-- begin EXERCISE MATERIALS --
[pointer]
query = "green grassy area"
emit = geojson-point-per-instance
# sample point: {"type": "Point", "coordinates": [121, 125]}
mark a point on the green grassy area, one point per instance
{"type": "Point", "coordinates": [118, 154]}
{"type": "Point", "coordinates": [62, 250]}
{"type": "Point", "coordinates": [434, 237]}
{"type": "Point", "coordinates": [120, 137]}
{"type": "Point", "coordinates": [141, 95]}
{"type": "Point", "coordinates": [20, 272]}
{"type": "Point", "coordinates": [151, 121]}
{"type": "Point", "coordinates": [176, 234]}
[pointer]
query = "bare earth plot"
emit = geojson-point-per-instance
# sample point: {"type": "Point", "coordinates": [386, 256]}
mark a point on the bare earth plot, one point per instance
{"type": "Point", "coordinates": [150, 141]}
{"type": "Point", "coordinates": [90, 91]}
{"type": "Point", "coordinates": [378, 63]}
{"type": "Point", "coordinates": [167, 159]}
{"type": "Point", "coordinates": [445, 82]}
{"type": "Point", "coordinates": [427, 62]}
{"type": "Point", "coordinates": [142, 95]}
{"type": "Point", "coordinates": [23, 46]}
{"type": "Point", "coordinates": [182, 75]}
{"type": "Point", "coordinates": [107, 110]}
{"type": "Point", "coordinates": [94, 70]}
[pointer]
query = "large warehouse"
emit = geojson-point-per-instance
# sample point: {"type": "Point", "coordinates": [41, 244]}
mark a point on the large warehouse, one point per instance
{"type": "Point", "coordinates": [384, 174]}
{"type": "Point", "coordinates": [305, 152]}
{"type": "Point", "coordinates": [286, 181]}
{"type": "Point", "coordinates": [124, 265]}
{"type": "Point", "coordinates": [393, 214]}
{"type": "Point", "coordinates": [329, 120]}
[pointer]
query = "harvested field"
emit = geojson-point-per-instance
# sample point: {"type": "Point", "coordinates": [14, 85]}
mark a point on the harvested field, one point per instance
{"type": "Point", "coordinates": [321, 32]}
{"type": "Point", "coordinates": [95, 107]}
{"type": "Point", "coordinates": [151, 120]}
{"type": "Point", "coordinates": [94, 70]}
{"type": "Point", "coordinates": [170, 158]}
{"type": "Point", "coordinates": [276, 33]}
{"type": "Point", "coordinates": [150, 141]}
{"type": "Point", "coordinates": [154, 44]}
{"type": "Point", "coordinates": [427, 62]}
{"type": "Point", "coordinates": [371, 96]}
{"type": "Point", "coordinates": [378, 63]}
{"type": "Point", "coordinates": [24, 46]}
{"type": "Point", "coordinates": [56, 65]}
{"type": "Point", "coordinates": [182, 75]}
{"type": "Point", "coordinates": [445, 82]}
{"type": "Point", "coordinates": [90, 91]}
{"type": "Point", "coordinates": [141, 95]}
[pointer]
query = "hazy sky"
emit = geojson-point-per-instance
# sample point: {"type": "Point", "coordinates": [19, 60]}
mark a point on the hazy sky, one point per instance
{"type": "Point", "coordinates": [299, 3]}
-- end EXERCISE MATERIALS --
> _THE TASK_:
How many lines in the items above contain the string "plot"? Case matters; reply with the number alone.

> _PROBLEM SOLUTION_:
2